* Description of the task *
In the entries below, the word "leaf" appears on some lines. Copy each of those lines.

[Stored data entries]
◇ ◇ ◇ ◇ ◇ ◇ ◇
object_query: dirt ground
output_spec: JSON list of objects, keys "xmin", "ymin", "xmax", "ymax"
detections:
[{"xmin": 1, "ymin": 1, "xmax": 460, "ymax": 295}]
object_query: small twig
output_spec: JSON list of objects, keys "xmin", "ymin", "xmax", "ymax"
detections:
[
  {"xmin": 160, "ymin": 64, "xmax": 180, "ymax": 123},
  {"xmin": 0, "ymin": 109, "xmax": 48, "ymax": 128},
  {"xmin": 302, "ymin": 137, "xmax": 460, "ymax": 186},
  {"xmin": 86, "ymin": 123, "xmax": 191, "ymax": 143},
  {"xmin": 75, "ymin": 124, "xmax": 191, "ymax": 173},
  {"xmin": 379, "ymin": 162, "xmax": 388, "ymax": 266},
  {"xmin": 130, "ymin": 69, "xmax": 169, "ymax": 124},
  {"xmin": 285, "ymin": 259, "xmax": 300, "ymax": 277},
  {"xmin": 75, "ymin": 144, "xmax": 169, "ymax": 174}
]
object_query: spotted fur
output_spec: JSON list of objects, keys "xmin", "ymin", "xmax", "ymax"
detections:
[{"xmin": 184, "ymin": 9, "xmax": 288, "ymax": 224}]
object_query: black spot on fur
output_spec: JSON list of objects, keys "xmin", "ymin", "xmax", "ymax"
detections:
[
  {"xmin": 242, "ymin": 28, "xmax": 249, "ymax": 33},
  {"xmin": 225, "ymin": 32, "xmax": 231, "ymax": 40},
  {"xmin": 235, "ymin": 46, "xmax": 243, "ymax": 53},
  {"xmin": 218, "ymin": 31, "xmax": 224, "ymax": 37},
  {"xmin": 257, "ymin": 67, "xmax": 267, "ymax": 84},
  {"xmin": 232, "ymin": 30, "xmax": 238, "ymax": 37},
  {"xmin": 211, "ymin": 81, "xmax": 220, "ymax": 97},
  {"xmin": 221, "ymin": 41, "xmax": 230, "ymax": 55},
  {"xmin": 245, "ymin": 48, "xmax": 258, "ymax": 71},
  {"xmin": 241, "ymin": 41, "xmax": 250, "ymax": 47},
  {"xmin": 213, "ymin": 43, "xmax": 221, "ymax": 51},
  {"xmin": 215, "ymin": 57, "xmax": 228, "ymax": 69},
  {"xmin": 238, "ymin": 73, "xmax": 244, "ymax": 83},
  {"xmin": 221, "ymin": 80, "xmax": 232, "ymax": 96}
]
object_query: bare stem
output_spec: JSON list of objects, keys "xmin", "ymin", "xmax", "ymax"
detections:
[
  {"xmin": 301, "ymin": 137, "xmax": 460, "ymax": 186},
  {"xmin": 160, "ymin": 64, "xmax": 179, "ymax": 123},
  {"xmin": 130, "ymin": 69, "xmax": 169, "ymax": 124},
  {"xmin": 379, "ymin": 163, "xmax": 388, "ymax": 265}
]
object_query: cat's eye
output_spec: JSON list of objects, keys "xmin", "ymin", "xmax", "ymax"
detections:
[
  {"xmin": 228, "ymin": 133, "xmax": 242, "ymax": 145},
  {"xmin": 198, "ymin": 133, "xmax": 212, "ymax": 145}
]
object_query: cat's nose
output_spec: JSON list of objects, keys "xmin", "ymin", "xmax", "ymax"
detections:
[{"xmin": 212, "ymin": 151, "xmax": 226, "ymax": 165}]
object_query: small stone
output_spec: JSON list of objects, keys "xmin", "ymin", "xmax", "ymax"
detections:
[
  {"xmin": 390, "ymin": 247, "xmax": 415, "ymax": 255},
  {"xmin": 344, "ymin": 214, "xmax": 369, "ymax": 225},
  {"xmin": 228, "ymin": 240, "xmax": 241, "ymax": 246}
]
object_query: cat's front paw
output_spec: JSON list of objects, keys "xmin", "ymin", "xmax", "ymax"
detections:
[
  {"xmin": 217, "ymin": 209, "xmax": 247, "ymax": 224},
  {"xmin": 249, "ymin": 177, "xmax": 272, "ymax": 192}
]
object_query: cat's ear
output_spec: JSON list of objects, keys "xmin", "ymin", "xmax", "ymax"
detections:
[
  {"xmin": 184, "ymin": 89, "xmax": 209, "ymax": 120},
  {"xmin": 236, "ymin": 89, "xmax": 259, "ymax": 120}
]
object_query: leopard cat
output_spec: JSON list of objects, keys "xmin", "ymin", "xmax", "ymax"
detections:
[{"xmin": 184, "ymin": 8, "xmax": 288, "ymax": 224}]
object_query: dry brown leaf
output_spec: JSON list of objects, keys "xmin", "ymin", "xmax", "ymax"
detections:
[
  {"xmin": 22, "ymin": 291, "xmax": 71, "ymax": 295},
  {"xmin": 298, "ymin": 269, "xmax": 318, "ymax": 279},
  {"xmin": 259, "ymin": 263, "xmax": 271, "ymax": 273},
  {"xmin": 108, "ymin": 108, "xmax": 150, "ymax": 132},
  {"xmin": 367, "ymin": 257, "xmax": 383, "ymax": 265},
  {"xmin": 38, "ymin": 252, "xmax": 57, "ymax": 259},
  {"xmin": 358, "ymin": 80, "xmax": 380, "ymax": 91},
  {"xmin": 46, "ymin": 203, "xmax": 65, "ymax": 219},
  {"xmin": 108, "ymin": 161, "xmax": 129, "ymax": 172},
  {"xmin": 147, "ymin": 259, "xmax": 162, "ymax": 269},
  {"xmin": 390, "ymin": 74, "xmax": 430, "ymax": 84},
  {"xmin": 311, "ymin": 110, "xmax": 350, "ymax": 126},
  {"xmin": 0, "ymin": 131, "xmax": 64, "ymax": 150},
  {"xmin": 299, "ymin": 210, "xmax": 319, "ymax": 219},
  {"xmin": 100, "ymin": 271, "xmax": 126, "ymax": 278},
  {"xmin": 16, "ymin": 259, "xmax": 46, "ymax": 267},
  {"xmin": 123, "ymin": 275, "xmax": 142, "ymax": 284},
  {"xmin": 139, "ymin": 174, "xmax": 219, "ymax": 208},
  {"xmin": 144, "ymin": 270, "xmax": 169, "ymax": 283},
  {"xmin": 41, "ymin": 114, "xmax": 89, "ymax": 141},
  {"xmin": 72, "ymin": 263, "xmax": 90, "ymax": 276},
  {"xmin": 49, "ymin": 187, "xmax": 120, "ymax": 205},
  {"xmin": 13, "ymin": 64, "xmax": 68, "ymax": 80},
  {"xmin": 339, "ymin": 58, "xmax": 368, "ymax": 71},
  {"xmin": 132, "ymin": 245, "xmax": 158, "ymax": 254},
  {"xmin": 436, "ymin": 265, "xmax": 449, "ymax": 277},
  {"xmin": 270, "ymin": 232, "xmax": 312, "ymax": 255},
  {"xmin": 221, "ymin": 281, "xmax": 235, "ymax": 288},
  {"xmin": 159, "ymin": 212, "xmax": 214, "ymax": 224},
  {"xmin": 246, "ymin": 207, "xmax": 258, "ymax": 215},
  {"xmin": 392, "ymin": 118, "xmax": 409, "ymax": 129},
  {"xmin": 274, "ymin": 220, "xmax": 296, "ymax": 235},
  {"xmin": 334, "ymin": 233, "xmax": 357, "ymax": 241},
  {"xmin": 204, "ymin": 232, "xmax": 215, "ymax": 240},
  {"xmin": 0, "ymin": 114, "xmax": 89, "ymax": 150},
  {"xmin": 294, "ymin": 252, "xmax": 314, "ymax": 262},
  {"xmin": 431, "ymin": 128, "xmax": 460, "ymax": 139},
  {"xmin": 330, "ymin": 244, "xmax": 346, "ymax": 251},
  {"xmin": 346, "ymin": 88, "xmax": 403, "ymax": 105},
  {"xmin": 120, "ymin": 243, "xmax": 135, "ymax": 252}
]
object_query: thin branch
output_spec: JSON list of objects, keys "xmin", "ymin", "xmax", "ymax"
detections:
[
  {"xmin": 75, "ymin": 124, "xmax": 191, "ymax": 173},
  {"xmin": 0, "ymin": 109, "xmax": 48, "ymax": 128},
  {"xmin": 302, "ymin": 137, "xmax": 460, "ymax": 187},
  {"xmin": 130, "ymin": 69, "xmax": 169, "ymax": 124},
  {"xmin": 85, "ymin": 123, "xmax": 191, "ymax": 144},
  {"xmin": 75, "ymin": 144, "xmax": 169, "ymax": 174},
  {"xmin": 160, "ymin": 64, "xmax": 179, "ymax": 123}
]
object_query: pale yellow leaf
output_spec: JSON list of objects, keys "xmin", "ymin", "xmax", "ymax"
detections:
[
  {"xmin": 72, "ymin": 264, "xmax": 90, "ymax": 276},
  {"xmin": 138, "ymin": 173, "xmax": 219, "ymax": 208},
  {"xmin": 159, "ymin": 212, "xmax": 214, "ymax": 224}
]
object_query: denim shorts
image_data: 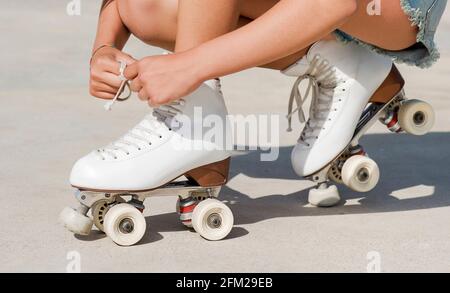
◇ ◇ ◇ ◇ ◇ ◇ ◇
* Answer box *
object_query: dry brown leaf
object_query: pale yellow leaf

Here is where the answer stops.